Verzamel uit de records hieronder elke regel waarin het woord "below" voorkomt. Hoofdletters en kleine letters maken daarbij verschil.

**GEGEVENS BIJ OEFENING**
....

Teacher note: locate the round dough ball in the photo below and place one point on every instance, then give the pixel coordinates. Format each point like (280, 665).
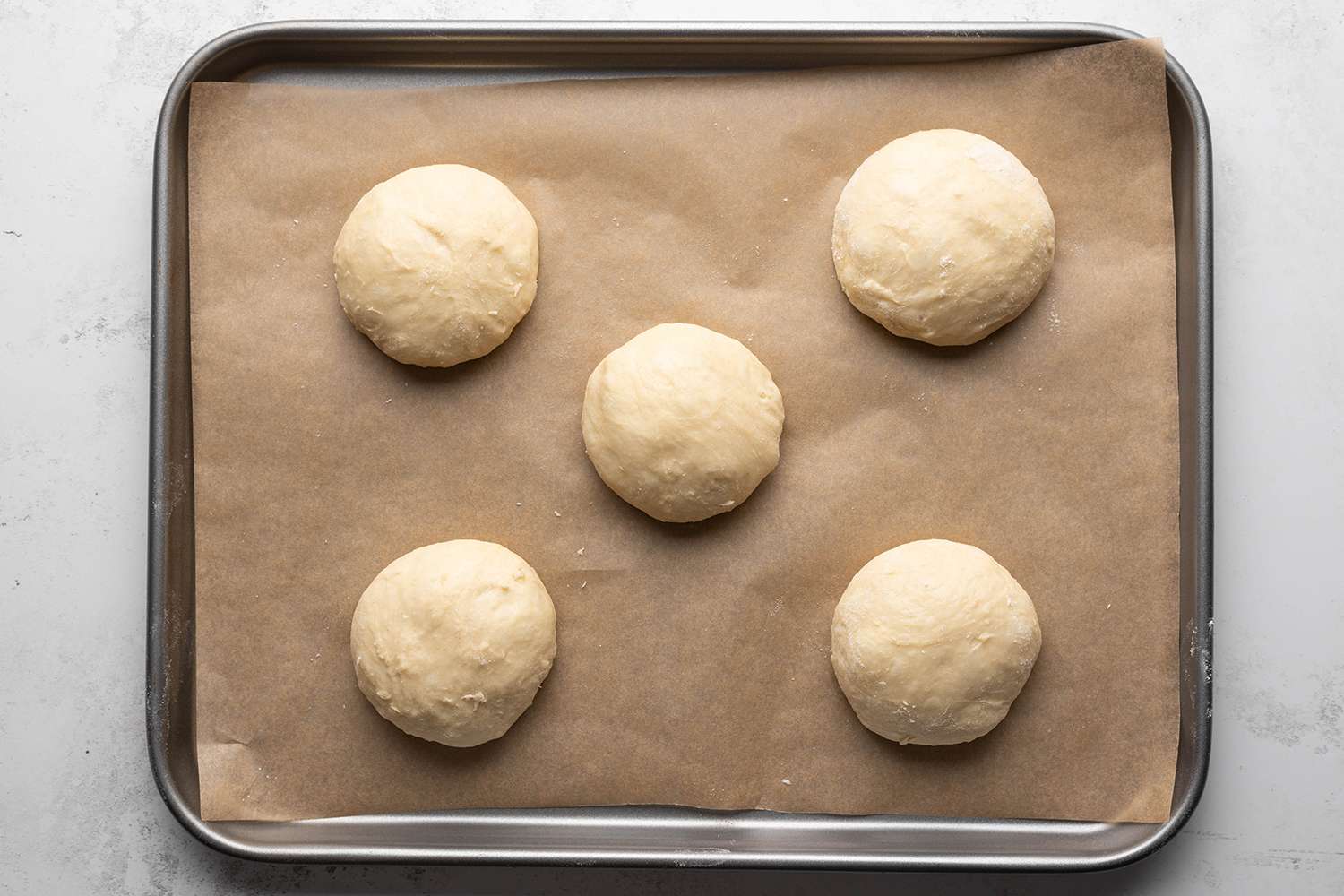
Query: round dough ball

....

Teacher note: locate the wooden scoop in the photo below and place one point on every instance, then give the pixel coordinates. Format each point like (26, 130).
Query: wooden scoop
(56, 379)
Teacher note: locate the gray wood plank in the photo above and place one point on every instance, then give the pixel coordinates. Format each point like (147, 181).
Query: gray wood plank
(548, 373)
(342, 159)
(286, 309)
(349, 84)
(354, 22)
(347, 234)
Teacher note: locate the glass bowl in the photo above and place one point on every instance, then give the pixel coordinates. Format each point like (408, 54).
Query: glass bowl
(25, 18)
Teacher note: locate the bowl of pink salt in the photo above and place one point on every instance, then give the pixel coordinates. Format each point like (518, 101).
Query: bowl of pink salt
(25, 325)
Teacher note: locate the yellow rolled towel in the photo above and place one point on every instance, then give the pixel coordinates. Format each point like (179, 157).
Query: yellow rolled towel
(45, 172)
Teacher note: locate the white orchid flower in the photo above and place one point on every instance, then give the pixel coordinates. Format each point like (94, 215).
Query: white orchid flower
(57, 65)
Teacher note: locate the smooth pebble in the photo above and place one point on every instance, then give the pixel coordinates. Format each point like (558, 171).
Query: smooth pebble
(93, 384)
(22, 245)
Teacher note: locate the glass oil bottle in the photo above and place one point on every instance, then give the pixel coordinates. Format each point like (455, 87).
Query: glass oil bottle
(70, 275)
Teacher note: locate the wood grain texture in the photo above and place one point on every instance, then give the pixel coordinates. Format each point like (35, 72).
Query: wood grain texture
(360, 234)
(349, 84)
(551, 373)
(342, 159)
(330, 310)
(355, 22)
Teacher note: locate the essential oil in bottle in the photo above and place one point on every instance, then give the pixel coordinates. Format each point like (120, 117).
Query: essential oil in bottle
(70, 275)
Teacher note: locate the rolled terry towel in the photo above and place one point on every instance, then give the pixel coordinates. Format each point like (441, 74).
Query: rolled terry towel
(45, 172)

....

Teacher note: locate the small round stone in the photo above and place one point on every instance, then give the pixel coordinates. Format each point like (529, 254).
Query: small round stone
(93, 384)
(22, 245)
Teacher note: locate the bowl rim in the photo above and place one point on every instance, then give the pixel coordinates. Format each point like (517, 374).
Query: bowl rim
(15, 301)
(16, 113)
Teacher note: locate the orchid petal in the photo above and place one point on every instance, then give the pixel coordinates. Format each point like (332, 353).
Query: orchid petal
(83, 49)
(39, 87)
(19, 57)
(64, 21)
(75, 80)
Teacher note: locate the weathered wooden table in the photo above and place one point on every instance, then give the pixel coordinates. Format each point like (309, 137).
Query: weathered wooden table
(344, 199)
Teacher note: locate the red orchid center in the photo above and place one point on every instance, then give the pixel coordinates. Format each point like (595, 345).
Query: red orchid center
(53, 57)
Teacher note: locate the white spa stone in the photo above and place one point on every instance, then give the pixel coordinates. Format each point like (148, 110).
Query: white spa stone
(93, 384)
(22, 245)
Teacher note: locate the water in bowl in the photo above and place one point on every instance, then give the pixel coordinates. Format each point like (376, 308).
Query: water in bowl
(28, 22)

....

**ANTWOORD**
Teacher note: locate the round dough ball in the photo below and place one point on every instance, then give the pixel coordinates. Format each point like (280, 665).
Teacher note: locate the wooden scoop in the photo below and place one point on every instance, then give the pixel coordinates. Format each point like (26, 130).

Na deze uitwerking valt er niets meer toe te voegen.